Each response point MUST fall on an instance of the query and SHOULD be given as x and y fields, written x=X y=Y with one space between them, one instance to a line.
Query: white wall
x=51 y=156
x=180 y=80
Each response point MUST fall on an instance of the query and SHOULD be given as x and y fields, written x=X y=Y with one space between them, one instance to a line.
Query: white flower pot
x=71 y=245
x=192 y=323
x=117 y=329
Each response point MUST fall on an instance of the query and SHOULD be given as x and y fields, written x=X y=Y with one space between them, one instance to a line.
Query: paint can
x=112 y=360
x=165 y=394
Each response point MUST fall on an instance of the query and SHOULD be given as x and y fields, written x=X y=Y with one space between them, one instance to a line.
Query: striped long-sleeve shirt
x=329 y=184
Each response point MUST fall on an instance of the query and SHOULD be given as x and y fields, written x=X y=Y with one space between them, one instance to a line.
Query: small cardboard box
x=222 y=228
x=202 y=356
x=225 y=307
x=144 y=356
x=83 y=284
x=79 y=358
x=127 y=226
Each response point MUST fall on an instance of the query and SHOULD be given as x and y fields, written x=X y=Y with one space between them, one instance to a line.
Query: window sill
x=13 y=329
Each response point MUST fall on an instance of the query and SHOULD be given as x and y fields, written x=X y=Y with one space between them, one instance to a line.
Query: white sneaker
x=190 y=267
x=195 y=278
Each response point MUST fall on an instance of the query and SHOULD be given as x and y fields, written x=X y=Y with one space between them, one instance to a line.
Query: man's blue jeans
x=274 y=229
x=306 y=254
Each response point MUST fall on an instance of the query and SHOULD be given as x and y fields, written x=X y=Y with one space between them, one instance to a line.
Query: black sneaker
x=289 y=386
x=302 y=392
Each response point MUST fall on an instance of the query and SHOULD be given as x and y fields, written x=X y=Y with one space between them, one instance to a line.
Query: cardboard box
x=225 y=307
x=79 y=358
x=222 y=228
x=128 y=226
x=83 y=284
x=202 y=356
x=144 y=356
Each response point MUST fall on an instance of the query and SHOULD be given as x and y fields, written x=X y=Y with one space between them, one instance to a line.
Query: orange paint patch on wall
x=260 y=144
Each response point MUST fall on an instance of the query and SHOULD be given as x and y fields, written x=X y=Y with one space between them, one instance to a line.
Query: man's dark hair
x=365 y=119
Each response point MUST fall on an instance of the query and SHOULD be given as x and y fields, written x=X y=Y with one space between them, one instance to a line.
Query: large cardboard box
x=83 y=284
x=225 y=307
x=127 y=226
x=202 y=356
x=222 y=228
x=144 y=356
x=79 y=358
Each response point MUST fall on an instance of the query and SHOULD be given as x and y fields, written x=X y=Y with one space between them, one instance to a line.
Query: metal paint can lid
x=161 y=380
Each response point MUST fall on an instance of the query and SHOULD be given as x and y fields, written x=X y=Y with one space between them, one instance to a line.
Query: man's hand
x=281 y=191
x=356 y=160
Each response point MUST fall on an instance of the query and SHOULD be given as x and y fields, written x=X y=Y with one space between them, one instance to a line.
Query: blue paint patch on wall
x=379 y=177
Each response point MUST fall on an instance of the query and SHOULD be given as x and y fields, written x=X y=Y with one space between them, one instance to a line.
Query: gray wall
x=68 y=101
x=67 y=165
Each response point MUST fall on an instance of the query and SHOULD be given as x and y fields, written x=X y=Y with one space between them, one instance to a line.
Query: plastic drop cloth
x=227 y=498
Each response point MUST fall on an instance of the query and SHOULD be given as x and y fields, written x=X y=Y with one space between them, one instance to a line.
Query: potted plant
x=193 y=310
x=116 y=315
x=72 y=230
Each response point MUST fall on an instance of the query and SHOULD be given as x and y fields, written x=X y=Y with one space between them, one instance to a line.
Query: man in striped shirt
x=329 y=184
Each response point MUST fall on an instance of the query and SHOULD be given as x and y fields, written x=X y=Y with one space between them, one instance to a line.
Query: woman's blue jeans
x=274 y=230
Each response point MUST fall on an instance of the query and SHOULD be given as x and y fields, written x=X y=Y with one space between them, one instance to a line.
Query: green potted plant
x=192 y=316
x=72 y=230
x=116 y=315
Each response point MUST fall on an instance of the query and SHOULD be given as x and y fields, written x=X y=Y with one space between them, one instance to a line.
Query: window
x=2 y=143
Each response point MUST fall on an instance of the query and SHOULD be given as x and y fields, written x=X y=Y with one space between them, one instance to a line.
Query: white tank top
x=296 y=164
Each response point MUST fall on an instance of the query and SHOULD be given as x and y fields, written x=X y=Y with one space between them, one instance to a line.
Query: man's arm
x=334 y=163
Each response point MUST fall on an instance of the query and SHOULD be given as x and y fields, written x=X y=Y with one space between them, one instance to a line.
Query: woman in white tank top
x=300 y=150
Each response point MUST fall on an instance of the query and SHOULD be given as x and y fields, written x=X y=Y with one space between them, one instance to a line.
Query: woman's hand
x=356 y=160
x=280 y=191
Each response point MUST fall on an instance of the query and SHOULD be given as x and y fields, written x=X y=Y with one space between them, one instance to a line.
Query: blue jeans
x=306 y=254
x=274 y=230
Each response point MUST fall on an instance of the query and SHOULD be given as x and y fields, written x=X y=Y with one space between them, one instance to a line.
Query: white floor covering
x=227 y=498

- [TASK TO CARRY OUT]
Reproduce all the data precisely, word for word.

- [SOLUTION TO THIS PROBLEM]
Each response point MUST fall on an instance of the query and SHOULD be given as x and y fields, written x=X y=Y with one space between them, one instance to a line.
Query: white wall
x=51 y=156
x=180 y=80
Each response point MUST fall on an instance of the query and SHOULD be given as x and y fields, written x=X y=Y with one space between them, one instance to a line.
Query: white flower pot
x=71 y=245
x=192 y=323
x=117 y=329
Each response point MUST fall on an instance of the query and SHOULD be given as x and y fields, written x=X y=Y with one space between them, one instance to a line.
Query: paint can
x=112 y=360
x=165 y=394
Each response point MUST fall on an instance of the query and SHOULD be given as x and y fields, written x=X y=Y with one space between them, one instance to a line.
Query: striped long-sleeve shirt
x=329 y=184
Each response point MUST fall on an instance of the query and SHOULD be given as x and y fields, written x=X y=Y with one space between them, one instance to a line.
Query: small cardboard box
x=222 y=228
x=202 y=356
x=225 y=307
x=144 y=356
x=83 y=284
x=79 y=358
x=127 y=226
Each response point MUST fall on an instance of the query and SHOULD be given as x and y fields, written x=X y=Y with one space between them, one instance to a line.
Query: window sill
x=13 y=329
Each response point MUST fall on an instance of the query and SHOULD be given as x and y fields, written x=X y=Y with one space between them, one instance to a line.
Query: white sneaker
x=190 y=267
x=195 y=278
Each response point MUST fall on an instance of the query and SHOULD be given as x and y fields, written x=X y=Y with one space between them, one instance to a line.
Query: man's blue jeans
x=274 y=229
x=306 y=254
Each response point MUST fall on an instance of the query and SHOULD be given as x and y fields, written x=X y=Y with one space between them, one instance to a line.
Query: black sneaker
x=289 y=386
x=302 y=392
Each response point MUST fall on an instance of the query and SHOULD be given as x and y fields, written x=X y=Y with one space between them, one instance to a line.
Query: cardboard box
x=225 y=307
x=79 y=358
x=222 y=228
x=128 y=226
x=83 y=284
x=202 y=356
x=144 y=356
Each response point MUST fall on an instance of the query and SHOULD be given as x and y fields, written x=X y=Y with one space between them, one instance to a line.
Query: orange paint patch on wall
x=260 y=144
Each response point MUST fall on an instance of the query and SHOULD be given as x and y fields, written x=X y=Y with one space between them, one instance to a line.
Query: man's dark hair
x=365 y=119
Each response point MUST fall on an instance of the query and SHOULD be given as x and y fields, written x=X y=Y with one space between them, one instance to a line.
Query: large cardboard box
x=83 y=284
x=225 y=307
x=127 y=226
x=202 y=356
x=222 y=228
x=144 y=356
x=79 y=358
Each response point MUST fall on an instance of the query and SHOULD be given as x and y fields, written x=X y=Y with one space between them, one instance to a line.
Query: metal paint can lid
x=161 y=380
Each response point MUST fall on an instance of the query and SHOULD be given as x and y fields, written x=X y=Y with one space between them, one instance to a line.
Query: man's hand
x=281 y=191
x=356 y=160
Each response point MUST fall on an instance of the query and SHOULD be given as x and y fields, written x=X y=Y with one space between them, one instance to a line.
Query: blue paint patch on wall
x=379 y=177
Each response point MUST fall on an instance of the query and SHOULD be given as x and y fields, written x=X y=Y with one space between them, one instance to a line.
Query: gray wall
x=68 y=101
x=67 y=165
Each response point MUST fall on an instance of the query and SHOULD be given as x and y fields, written x=X y=Y with one space between them, one instance to a line.
Query: plastic drop cloth
x=227 y=498
Each response point MUST fall on an instance of the query and SHOULD be given as x and y fields, written x=X y=Y with one space between them, one instance to a line.
Query: potted plant
x=193 y=310
x=116 y=315
x=72 y=230
Each response point MUST fall on an instance of the query and SHOULD be given as x and y fields, written x=X y=Y with one space between them, one instance to a line.
Query: man in striped shirt
x=329 y=184
Each response point MUST fall on an instance of the query and SHOULD be given as x and y fields, written x=X y=Y with one space between them, one instance to a line.
Query: woman's blue jeans
x=274 y=230
Each response point MUST fall on an instance of the query and SHOULD be given as x and y fields, written x=X y=Y with one space between them, one instance to a line.
Query: green potted plant
x=192 y=316
x=72 y=230
x=116 y=315
Each response point MUST fall on an instance of the query and SHOULD be given as x and y fields, written x=X y=Y with one space between them, one instance to a line.
Query: window
x=2 y=143
Each response point MUST fall on an instance of the query and SHOULD be given as x and y fields, written x=X y=Y with one space between them, one instance to a line.
Query: white tank top
x=296 y=164
Each response point MUST fall on an instance of the query and SHOULD be given as x and y fields, written x=X y=Y with one space between them, one instance to a line.
Query: man's arm
x=334 y=163
Each response point MUST fall on an instance of the query and SHOULD be given as x and y fields, written x=X y=Y with one space between them, one instance to a line.
Query: woman in white tank top
x=300 y=150
Each response point MUST fall on an instance of the query and SHOULD be given as x and y fields, written x=X y=Y with one space between them, one instance to a line.
Query: woman's hand
x=356 y=160
x=280 y=191
Each response point MUST fall on an instance of the query and SHOULD be given as x and y fields, written x=X y=Y with one space between them, one instance to a line.
Query: blue jeans
x=306 y=254
x=274 y=230
Each response point MUST fall on an instance of the query and SHOULD be given as x and y fields, written x=X y=Y with one space between them, one instance to a line.
Query: white floor covering
x=227 y=498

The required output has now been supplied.